▶ **TASK BRIEF**
Print, from the listing below, the lines starting at the line containing "the soldier's left" and ending at the line containing "x=294, y=795", exactly as they stand, and print nothing else.

▶ **GIVEN DATA**
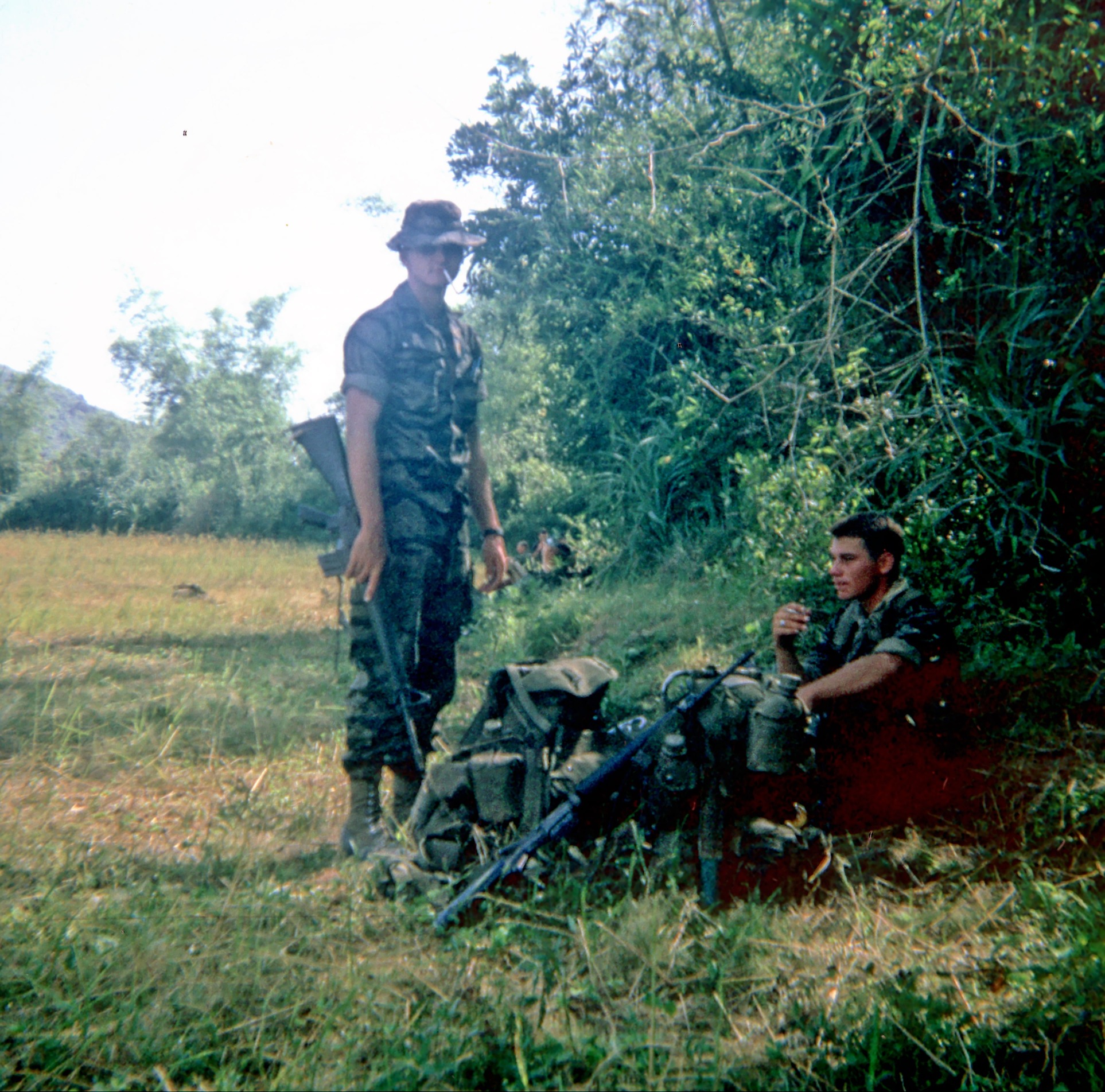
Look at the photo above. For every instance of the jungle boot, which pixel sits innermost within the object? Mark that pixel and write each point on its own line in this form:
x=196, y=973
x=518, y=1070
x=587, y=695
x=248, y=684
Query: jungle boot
x=365, y=831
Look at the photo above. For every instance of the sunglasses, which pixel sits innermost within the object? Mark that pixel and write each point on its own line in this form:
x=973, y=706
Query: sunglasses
x=449, y=250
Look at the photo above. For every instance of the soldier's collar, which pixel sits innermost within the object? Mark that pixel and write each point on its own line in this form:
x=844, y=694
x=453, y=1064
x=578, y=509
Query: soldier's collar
x=406, y=300
x=896, y=589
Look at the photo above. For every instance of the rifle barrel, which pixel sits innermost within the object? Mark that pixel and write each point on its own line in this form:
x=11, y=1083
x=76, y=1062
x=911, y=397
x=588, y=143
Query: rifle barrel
x=565, y=816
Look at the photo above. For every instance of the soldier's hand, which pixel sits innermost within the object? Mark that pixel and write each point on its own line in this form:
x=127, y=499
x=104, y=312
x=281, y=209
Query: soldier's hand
x=495, y=563
x=367, y=555
x=788, y=623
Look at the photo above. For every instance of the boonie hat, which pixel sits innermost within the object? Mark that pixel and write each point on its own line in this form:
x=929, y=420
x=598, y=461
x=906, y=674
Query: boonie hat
x=433, y=224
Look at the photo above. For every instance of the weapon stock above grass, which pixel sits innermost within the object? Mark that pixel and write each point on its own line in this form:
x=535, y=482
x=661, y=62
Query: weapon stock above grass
x=562, y=819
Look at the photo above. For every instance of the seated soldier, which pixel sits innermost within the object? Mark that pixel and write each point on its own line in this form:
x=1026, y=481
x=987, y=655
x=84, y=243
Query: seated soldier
x=881, y=679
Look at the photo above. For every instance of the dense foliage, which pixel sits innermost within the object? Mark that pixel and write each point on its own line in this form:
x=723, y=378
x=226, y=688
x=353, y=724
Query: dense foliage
x=212, y=453
x=761, y=263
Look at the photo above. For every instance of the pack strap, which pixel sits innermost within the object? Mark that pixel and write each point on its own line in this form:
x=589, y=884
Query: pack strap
x=533, y=713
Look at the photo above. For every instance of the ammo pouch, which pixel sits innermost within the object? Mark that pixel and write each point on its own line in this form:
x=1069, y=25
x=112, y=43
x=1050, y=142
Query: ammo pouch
x=532, y=740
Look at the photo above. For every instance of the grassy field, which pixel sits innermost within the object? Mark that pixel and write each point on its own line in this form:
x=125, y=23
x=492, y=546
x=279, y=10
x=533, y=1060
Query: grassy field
x=174, y=914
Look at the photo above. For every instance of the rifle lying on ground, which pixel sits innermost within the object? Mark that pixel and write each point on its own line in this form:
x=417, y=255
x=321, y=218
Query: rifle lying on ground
x=322, y=440
x=558, y=822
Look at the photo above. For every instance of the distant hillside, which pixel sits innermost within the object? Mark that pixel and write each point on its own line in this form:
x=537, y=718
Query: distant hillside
x=67, y=413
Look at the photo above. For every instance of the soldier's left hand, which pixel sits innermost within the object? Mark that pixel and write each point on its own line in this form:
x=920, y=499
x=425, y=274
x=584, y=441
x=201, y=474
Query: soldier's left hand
x=495, y=563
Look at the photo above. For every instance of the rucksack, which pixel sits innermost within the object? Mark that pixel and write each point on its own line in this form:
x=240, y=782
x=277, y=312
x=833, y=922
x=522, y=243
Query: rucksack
x=538, y=732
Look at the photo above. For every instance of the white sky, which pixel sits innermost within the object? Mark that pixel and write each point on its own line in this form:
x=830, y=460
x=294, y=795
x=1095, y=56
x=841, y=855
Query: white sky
x=292, y=111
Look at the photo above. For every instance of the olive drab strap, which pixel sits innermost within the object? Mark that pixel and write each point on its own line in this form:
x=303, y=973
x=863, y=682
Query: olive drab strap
x=527, y=704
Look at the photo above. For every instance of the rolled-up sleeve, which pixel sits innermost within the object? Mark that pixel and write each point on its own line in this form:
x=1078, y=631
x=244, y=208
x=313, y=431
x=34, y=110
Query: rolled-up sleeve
x=900, y=647
x=366, y=359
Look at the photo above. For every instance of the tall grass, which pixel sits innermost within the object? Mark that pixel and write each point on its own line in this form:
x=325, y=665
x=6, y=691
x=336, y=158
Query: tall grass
x=173, y=913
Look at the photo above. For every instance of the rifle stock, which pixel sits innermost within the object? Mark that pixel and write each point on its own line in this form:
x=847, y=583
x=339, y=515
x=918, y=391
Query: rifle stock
x=322, y=439
x=565, y=816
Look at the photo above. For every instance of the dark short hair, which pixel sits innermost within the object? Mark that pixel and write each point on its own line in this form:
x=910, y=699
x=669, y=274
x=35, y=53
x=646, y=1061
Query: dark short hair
x=880, y=534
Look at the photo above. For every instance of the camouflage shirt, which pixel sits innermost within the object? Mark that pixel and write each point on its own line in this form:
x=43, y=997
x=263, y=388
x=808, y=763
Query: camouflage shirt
x=906, y=624
x=428, y=377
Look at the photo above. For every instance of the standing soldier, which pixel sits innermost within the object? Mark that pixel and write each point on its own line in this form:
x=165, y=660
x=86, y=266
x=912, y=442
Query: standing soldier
x=414, y=382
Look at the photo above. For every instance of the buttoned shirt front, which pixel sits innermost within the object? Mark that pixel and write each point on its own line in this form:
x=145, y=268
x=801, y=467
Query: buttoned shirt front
x=427, y=375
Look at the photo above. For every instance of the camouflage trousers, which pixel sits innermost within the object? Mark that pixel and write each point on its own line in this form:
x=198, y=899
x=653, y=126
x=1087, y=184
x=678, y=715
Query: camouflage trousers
x=426, y=593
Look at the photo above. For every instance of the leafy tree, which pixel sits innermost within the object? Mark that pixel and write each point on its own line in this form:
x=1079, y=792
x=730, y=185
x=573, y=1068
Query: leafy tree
x=216, y=406
x=798, y=255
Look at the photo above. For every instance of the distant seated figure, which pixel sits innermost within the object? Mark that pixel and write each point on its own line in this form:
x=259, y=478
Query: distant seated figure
x=550, y=551
x=883, y=679
x=518, y=568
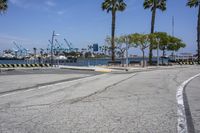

▶ **RESPONSE BOX**
Look at the photo above. For every instance of the soldier's left hand, which pixel sits innermost within the object? Mark that pixel and write each point on its own line in this form:
x=920, y=499
x=425, y=274
x=584, y=441
x=201, y=474
Query: soldier's left hand
x=495, y=563
Look at the photo above. For every instance of the rucksack, which pixel sits innermost within the object? Mark that pixel and write each point on its own line in this form:
x=240, y=782
x=277, y=312
x=833, y=922
x=522, y=243
Query: rucksack
x=538, y=732
Look at the photo above. For every instance of the white sky, which pixel sits innermost within the object? Mark that pixel and write each point on its own line in this form:
x=830, y=460
x=294, y=795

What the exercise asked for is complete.